◆ WHAT IS REQUIRED
Rescale the listing between the lines holding "Highlight white ceiling." and "left=249, top=87, right=307, bottom=105", inclusive, and reproduce every line with the requests left unchanged. Multiply each bounding box coordinate in the answers by 1.4 and round to the nearest whole number, with halves rounded up.

◆ RECORDS SHOWN
----

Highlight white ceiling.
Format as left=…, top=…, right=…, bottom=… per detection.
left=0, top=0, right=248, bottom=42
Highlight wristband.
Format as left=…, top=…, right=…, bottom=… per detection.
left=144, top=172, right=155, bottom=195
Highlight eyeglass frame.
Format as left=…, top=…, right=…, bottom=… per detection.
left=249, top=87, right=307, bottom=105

----

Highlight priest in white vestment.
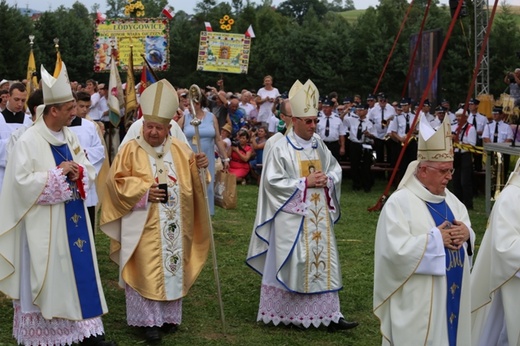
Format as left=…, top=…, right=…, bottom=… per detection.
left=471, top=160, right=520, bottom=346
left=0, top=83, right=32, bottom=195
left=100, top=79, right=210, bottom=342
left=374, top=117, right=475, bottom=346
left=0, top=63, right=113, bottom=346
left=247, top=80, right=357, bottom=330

----

◆ WRITTEN SOLUTION
Highlight white ceiling.
Format as left=…, top=…, right=…, bottom=… per detection.
left=0, top=0, right=347, bottom=59
Highlight wristband.
Format as left=…, top=…, right=…, bottom=… per detection.
left=202, top=241, right=217, bottom=273
Highlight eyeglass frame.
Format as left=…, top=…, right=…, bottom=… per detection.
left=349, top=122, right=430, bottom=147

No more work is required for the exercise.